§ Description of the task: Lines from the one containing "Practice step: put one dot on the small" through the last line of the records below are to be repeated exactly.

§ Extracted records:

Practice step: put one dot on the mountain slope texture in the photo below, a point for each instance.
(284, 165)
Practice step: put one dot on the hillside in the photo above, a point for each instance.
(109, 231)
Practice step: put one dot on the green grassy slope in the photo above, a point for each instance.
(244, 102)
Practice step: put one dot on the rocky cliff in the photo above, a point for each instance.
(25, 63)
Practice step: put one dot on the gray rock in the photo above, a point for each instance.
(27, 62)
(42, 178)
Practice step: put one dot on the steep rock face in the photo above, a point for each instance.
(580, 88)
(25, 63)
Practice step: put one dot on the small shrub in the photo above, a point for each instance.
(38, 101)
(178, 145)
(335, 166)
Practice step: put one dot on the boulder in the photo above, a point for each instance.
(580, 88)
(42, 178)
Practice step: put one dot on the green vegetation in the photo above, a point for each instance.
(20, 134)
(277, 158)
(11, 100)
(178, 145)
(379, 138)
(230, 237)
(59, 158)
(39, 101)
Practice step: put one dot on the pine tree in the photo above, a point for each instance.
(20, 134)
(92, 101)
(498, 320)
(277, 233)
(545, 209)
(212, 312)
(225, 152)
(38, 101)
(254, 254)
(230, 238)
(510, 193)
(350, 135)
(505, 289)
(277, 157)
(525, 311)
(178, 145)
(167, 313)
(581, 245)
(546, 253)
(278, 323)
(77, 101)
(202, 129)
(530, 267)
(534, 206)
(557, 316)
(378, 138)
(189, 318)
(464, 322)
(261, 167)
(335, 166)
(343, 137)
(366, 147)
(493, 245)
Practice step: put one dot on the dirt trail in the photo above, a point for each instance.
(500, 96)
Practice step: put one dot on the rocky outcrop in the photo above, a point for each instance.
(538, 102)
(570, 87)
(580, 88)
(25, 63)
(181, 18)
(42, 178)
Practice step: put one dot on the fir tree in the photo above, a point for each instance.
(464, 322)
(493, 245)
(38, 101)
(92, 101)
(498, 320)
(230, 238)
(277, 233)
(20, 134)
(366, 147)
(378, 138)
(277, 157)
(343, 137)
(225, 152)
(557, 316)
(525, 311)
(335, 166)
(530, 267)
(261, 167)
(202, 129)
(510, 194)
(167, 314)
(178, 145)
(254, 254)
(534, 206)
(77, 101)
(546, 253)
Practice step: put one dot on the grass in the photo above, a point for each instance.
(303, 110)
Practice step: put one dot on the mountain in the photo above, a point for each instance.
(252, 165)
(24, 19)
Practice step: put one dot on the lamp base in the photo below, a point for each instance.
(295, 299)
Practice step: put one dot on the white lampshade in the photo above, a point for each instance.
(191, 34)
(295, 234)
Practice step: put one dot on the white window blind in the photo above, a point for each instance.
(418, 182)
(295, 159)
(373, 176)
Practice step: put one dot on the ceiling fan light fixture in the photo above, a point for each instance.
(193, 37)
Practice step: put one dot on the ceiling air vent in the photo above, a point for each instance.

§ Answer to the exercise:
Practice step: put one dot on the small shrub in the photo above, a point for each instance.
(38, 101)
(178, 145)
(335, 166)
Practice step: put one dot on the boulder in the photo above, a point for each instance.
(580, 88)
(42, 178)
Practice step: put one dot on the green vegetation in the photo above, a point for each instance.
(20, 134)
(277, 158)
(11, 100)
(178, 145)
(379, 138)
(230, 237)
(59, 158)
(39, 101)
Practice step: put one dot on the pine tree in the photo above, a point for each instance.
(20, 134)
(92, 101)
(498, 320)
(277, 233)
(545, 209)
(212, 312)
(225, 152)
(38, 101)
(254, 254)
(230, 238)
(510, 193)
(350, 135)
(505, 289)
(277, 157)
(525, 311)
(178, 145)
(167, 313)
(581, 245)
(546, 253)
(278, 323)
(77, 101)
(202, 129)
(530, 267)
(534, 206)
(557, 316)
(378, 138)
(189, 318)
(464, 322)
(261, 167)
(335, 166)
(343, 137)
(366, 147)
(493, 245)
Practice step: put one dot on the dirt trail in the photo above, a point for each instance.
(500, 96)
Practice step: put one dot on the rocky outcrop in the photo above, a point for each instance.
(538, 102)
(570, 87)
(580, 88)
(25, 63)
(181, 18)
(42, 178)
Practice step: put one dot on the fir tree in the photo above, a point for each instance.
(464, 322)
(493, 245)
(38, 101)
(92, 101)
(498, 320)
(230, 238)
(277, 233)
(20, 134)
(366, 147)
(378, 138)
(277, 157)
(343, 137)
(225, 152)
(557, 316)
(525, 311)
(335, 166)
(530, 267)
(261, 167)
(202, 129)
(510, 194)
(167, 314)
(178, 145)
(254, 254)
(534, 206)
(77, 101)
(546, 253)
Practice step: put one dot on the grass in the photo above, a point for each instance.
(303, 110)
Practice step: put one dot on the mountain in the photo above, a point for each instance.
(252, 165)
(24, 19)
Practice step: put one dot on the lamp base in the photo below, a point for each instance.
(295, 299)
Practice step: put one dot on the white lampshade in the photo above, a point for each instance.
(191, 34)
(295, 234)
Practice step: put one dot on the white window blind in the photo above, a point for each instance.
(418, 182)
(295, 159)
(373, 176)
Practice step: put one dot on the ceiling fan light fixture in the photo above, a point for each instance.
(193, 37)
Practice step: put one dot on the ceiling air vent in the photo above, a point for each instance.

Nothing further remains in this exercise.